##### Text provided

Brotherton's name appears on the Garter ASs, whereas Whitaker's appears on Old Frizzle, though he also used a lot of unappropriated aces. Brotherton's dates are given as 1789-1840 according to Maxted's book on The London book trades (1977). Although Whitaker's factory was burned down in 1851, the year he exhibited his cards at the Great Exhibition, he continued to produce cards until 1858. This date comes from a hand-written list of playing card production found in the De La Rue archives by Mike Goodall. There is no entry for the maker for 1859, and I have never seen a post-Frizzle AS with his name on it. However, from 1859-61 John Brotherton Whitaker is listed in the London Post Office directory at 13-14 Little Britain, and in 1862-63 Joseph Cooper Whitaker appears at 14 Little Britain. These must have been surviving family members right at the end of the production period. The original Robert Whitaker was born in 1786, making him 65 at the time of the 1851 census, in which he is listed as a card-maker. Another Robert Whitaker, probably his son, is listed in the same census as a card-maker workman, who was born in 1826. It is likely that he took over the business some time during the 1850s, but that is not mentioned anywhere.

The earliest Brotherton pack I've seen is in the Cuming Museum, London, and dates to c.1792. It has a wrapper with it, too. The courts are an early version of Type I with a black outline.

Above: c.1792, Cuming Museum

Later packs with a higher tax rate date from c.1805-10; they have the slightly later kind of Type I courts used by other makers, too. The outlines are blue.

Above: c.1805

There is also a pack on Paul Bostock's Plainbacks website with the later courts but an AS from 1789-1801, and a Whitaker pack with similar courts and Old Frizzle.

##########
##### Records to use

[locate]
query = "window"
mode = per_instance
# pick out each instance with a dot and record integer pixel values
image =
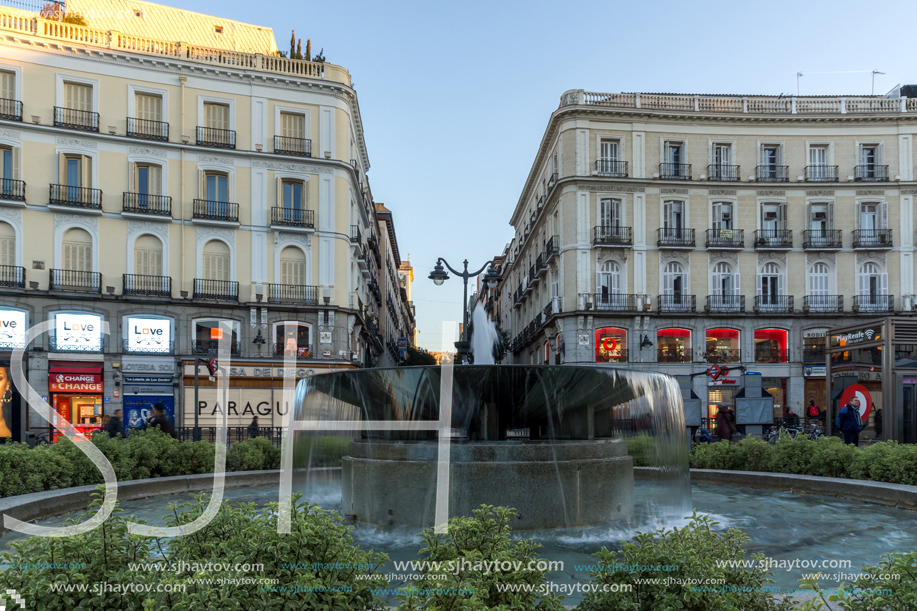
(611, 345)
(76, 251)
(7, 244)
(673, 346)
(216, 261)
(148, 256)
(771, 346)
(722, 346)
(292, 266)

##########

Exercise instructions:
a: In the text on the card makers Brotherton and Whitaker, what is the source for the claim that Whitaker kept producing cards until 1858?
b: Return every line of the data entries unchanged, leaving out the picture.

Worked solutions:
a: The 1858 date comes from a hand-written list of playing card production that Mike Goodall found in the De La Rue archives.

b:
[locate]
query = "window"
mode = per_instance
# pick out each instance with a dot and record integer pixel values
image =
(611, 345)
(76, 251)
(7, 244)
(673, 346)
(216, 261)
(148, 256)
(771, 346)
(722, 346)
(292, 266)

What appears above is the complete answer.